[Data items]
• • • • •

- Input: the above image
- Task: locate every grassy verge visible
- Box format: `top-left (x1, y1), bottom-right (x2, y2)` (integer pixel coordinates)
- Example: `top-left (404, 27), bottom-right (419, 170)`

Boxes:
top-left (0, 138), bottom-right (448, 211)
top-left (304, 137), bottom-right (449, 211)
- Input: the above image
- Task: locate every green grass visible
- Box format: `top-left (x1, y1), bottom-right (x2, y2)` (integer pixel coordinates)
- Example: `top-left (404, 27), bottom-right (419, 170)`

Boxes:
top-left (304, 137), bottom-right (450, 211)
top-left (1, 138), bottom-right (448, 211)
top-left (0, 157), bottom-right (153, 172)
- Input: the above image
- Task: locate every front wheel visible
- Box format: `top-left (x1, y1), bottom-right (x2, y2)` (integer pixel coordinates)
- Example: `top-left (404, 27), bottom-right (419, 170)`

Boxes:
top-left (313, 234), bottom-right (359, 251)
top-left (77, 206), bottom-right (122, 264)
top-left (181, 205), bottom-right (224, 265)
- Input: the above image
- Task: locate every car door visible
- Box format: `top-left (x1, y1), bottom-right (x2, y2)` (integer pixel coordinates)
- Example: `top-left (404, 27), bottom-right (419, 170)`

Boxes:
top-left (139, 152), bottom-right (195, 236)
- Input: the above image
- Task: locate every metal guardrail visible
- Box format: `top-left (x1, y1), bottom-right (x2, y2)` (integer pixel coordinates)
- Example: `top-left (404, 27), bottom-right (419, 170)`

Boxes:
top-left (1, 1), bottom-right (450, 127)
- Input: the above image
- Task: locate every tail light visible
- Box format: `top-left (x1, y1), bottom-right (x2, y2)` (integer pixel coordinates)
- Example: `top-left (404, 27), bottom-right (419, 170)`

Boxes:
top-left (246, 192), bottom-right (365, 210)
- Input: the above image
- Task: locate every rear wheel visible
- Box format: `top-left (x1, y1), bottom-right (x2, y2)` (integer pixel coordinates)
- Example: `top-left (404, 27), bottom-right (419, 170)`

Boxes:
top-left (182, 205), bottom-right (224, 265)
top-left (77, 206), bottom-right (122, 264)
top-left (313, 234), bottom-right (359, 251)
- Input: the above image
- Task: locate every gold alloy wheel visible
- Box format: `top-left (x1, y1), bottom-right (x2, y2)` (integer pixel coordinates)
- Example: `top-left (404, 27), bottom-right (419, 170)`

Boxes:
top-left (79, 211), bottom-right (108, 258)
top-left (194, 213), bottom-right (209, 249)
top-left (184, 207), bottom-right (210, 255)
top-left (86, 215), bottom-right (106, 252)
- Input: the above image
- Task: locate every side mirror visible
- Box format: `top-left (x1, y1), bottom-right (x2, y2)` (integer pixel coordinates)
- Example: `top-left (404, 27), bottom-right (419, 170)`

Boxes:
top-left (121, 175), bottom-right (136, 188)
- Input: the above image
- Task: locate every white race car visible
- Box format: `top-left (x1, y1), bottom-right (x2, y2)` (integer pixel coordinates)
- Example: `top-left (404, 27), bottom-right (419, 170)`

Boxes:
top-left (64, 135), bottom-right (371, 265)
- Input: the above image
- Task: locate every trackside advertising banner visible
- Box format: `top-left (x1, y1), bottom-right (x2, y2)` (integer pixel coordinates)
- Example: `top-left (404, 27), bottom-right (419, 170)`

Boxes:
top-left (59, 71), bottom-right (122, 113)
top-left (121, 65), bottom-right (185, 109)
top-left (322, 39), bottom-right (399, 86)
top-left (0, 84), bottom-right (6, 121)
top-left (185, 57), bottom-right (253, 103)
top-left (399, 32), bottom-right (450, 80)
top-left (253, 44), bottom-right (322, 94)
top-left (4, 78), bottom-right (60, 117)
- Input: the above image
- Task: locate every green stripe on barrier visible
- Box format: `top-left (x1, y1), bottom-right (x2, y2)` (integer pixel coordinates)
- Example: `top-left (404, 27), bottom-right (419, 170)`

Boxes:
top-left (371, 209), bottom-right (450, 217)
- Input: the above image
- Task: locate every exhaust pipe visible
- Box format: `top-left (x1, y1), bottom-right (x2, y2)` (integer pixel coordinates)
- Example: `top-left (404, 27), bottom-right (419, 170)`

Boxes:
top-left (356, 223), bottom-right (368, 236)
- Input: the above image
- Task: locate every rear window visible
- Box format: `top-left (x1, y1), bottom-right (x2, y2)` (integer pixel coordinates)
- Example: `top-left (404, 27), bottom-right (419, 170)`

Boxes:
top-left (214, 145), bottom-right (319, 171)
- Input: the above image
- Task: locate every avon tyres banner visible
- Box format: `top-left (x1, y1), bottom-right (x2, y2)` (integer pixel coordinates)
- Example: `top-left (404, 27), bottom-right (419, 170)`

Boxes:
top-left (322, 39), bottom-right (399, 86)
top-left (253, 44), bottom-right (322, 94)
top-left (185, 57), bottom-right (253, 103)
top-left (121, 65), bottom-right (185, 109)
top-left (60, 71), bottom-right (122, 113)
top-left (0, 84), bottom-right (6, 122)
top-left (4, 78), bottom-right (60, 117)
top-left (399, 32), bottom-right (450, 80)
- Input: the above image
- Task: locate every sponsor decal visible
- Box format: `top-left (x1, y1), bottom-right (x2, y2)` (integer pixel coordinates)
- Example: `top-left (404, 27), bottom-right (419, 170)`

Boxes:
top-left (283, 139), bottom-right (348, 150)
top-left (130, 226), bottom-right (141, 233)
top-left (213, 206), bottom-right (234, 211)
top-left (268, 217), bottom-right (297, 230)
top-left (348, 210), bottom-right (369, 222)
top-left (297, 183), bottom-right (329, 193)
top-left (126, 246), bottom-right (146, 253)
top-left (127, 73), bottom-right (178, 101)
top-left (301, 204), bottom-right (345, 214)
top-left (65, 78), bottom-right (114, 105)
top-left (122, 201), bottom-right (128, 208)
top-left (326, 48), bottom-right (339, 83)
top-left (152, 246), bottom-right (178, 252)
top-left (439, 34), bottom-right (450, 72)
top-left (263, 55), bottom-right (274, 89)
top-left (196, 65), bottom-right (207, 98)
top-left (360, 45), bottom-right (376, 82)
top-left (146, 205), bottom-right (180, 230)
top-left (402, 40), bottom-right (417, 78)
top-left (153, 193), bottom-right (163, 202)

• • • • •

| Problem to work on |
Once more, write out all of the entries above exactly.

| Task result |
- Input: the above image
- Task: locate every grassy verge visible
- Box format: `top-left (x1, y1), bottom-right (x2, y2)` (integer pixel coordinates)
- Example: `top-left (404, 27), bottom-right (419, 170)`

Boxes:
top-left (0, 138), bottom-right (448, 211)
top-left (304, 137), bottom-right (449, 211)
- Input: the above image
- Task: locate every green grass visible
- Box format: `top-left (x1, y1), bottom-right (x2, y2)` (integer pixel coordinates)
- Example: `top-left (404, 27), bottom-right (419, 170)`

Boxes:
top-left (304, 137), bottom-right (450, 211)
top-left (1, 138), bottom-right (448, 211)
top-left (0, 157), bottom-right (153, 172)
- Input: the above image
- Task: locate every front wheel visible
- Box format: `top-left (x1, y1), bottom-right (x2, y2)` (integer pixel coordinates)
- Example: `top-left (404, 27), bottom-right (419, 170)`

Boxes:
top-left (313, 234), bottom-right (359, 251)
top-left (77, 206), bottom-right (122, 264)
top-left (181, 205), bottom-right (224, 265)
- Input: the above image
- Task: locate every car door visible
- Box format: `top-left (x1, y1), bottom-right (x2, y2)` (integer pixel coordinates)
- Example: `top-left (404, 27), bottom-right (419, 170)`

Boxes:
top-left (139, 152), bottom-right (195, 236)
- Input: the above image
- Task: locate every metal guardrail visible
- Box format: `top-left (x1, y1), bottom-right (x2, y2)` (integer pixel coordinates)
- Example: `top-left (404, 27), bottom-right (419, 170)`

Boxes:
top-left (1, 1), bottom-right (450, 127)
- Input: the above image
- Task: locate every tail light visible
- Box format: `top-left (x1, y1), bottom-right (x2, y2)` (integer pixel coordinates)
- Example: `top-left (404, 27), bottom-right (419, 170)`

Boxes:
top-left (246, 192), bottom-right (365, 210)
- Input: the above image
- Task: locate every rear wheel visible
- Box format: `top-left (x1, y1), bottom-right (x2, y2)` (integer pixel coordinates)
- Example: `top-left (404, 27), bottom-right (419, 170)`

Boxes:
top-left (182, 205), bottom-right (224, 265)
top-left (77, 206), bottom-right (122, 264)
top-left (313, 234), bottom-right (359, 251)
- Input: the above image
- Task: locate every gold alloy wheel visible
- Box format: `top-left (x1, y1), bottom-right (x2, y2)` (integer pixel coordinates)
- Example: `top-left (404, 27), bottom-right (419, 170)`

Boxes:
top-left (79, 211), bottom-right (108, 258)
top-left (194, 213), bottom-right (209, 249)
top-left (184, 207), bottom-right (210, 255)
top-left (86, 215), bottom-right (106, 252)
- Input: the above image
- Task: locate every side mirror visible
- Box format: `top-left (x1, y1), bottom-right (x2, y2)` (integer pixel coordinates)
- Example: `top-left (404, 27), bottom-right (419, 170)`

Boxes:
top-left (121, 175), bottom-right (136, 188)
- Input: the above image
- Task: locate every white race car visible
- Box format: `top-left (x1, y1), bottom-right (x2, y2)` (integer pixel coordinates)
- Example: `top-left (404, 27), bottom-right (419, 170)`

Boxes:
top-left (64, 135), bottom-right (371, 265)
- Input: the above image
- Task: locate every trackside advertising banner visible
- Box format: `top-left (x1, y1), bottom-right (x2, y2)` (integer pixel coordinates)
- Example: `top-left (404, 27), bottom-right (419, 170)`

Boxes:
top-left (59, 71), bottom-right (122, 113)
top-left (121, 65), bottom-right (185, 109)
top-left (322, 39), bottom-right (399, 86)
top-left (0, 84), bottom-right (6, 121)
top-left (185, 57), bottom-right (253, 103)
top-left (399, 32), bottom-right (450, 80)
top-left (253, 44), bottom-right (322, 94)
top-left (4, 78), bottom-right (60, 117)
- Input: the above image
- Task: locate every green stripe on barrier visible
- Box format: `top-left (x1, y1), bottom-right (x2, y2)` (integer pixel coordinates)
- Example: `top-left (404, 27), bottom-right (419, 170)`

Boxes:
top-left (371, 209), bottom-right (450, 217)
- Input: the above image
- Task: locate every exhaust pipe visible
- Box format: `top-left (x1, y1), bottom-right (x2, y2)` (integer pixel coordinates)
- Example: `top-left (404, 27), bottom-right (419, 170)`

Boxes:
top-left (356, 223), bottom-right (368, 236)
- Input: the above image
- Task: locate every rear window visible
- Box format: `top-left (x1, y1), bottom-right (x2, y2)` (integer pixel coordinates)
- Example: `top-left (404, 27), bottom-right (419, 170)`

Boxes:
top-left (214, 145), bottom-right (319, 171)
- Input: the above image
- Task: locate every avon tyres banner visible
- Box format: `top-left (x1, y1), bottom-right (x2, y2)` (integer pixel coordinates)
- Example: `top-left (404, 27), bottom-right (419, 170)`

Boxes:
top-left (322, 39), bottom-right (399, 86)
top-left (253, 44), bottom-right (322, 94)
top-left (185, 57), bottom-right (253, 103)
top-left (121, 65), bottom-right (185, 109)
top-left (60, 71), bottom-right (122, 113)
top-left (0, 84), bottom-right (6, 122)
top-left (4, 78), bottom-right (60, 117)
top-left (399, 32), bottom-right (450, 80)
- Input: the above image
- Task: locate every sponsor decal visible
- Box format: `top-left (x1, y1), bottom-right (x2, y2)` (integer pixel coordinates)
- Example: `top-left (404, 27), bottom-right (419, 170)`

Boxes:
top-left (283, 139), bottom-right (348, 150)
top-left (130, 226), bottom-right (141, 233)
top-left (213, 206), bottom-right (234, 211)
top-left (268, 217), bottom-right (297, 230)
top-left (348, 210), bottom-right (369, 222)
top-left (297, 183), bottom-right (329, 193)
top-left (126, 246), bottom-right (146, 253)
top-left (127, 73), bottom-right (178, 101)
top-left (301, 204), bottom-right (345, 214)
top-left (65, 78), bottom-right (114, 105)
top-left (122, 201), bottom-right (128, 208)
top-left (326, 48), bottom-right (339, 83)
top-left (152, 246), bottom-right (178, 252)
top-left (439, 34), bottom-right (450, 72)
top-left (263, 55), bottom-right (274, 89)
top-left (196, 65), bottom-right (207, 98)
top-left (360, 45), bottom-right (376, 82)
top-left (146, 205), bottom-right (180, 230)
top-left (402, 40), bottom-right (417, 78)
top-left (153, 193), bottom-right (163, 202)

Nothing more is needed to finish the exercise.